Excerpted passage:
Of potentially wider significance, part of the ITC argument in its December 27 supplemental report, found that the surge in solar imports came about because of an “unforeseen development” given Chinese subsidies that violated China’s World Trade Organization (WTO) commitments.  The import surge was because China’s government implemented a “series of industrial policies, five-year plans, and other government support programs favoring renewable energy product manufacturing, including (solar) products.” 

This is an important aspect of the case for two reasons.  First, if China opts to challenge any remedies at the WTO, the US will likely argue that safeguards in this circumstance are covered by Article XIX: 1(a) which basically covers “unforeseen circumstances.”  Second, a similar argument could apply to any number of future cases related to China. 

In the same week, the White House also slapped new import curbs on washing machines in another Section 201 case.  While this is not directly applicable to China, Chinese suppliers of raw materials, parts and components could be caught by the new safeguard.

Also in January, US Commerce Secretary Wilbur Ross formally delivered the results of his department’s investigation into the national security implications of imported steel and a another Section 232 case on aluminum to the White House.

Recorded data:

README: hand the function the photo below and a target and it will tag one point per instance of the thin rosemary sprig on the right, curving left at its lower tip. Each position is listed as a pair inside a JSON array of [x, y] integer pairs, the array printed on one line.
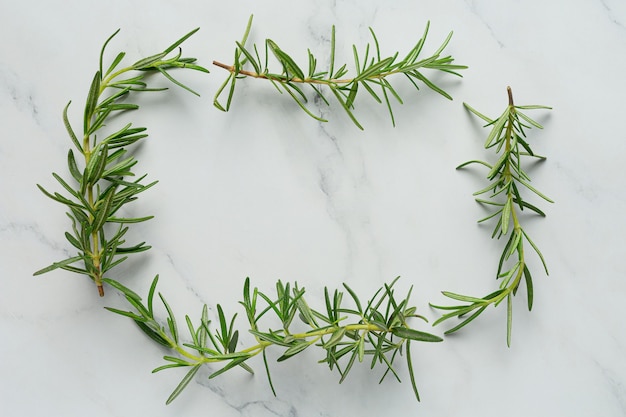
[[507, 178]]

==

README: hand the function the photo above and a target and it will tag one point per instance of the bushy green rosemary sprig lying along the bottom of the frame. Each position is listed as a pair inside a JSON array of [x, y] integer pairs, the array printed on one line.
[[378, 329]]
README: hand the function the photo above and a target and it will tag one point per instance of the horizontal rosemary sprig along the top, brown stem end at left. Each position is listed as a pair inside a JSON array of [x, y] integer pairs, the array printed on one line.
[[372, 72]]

* * *

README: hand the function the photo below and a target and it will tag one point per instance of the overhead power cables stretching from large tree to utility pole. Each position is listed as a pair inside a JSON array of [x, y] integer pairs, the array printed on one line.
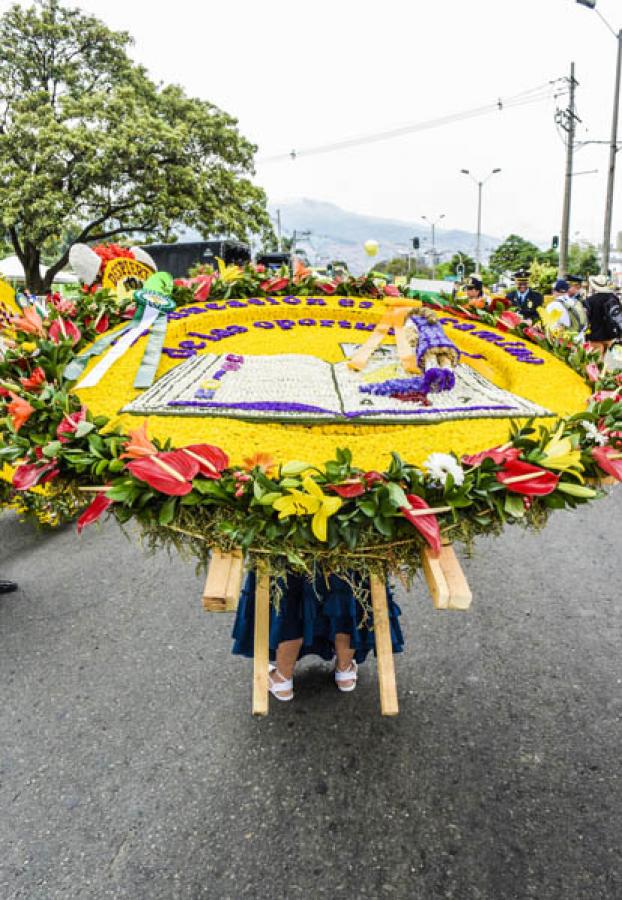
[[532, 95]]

What you should do: In the trade-policy excerpt above, rewrite the paragraph beginning "This is an important aspect of the case" as a short bulleted list that keeps its main facts.

Exercise answer:
The case matters for two reasons:
- If China challenges any remedies at the WTO, the US will likely argue that these safeguards fall under Article XIX: 1(a), which covers "unforeseen circumstances."
- A similar argument could apply to many future cases involving China.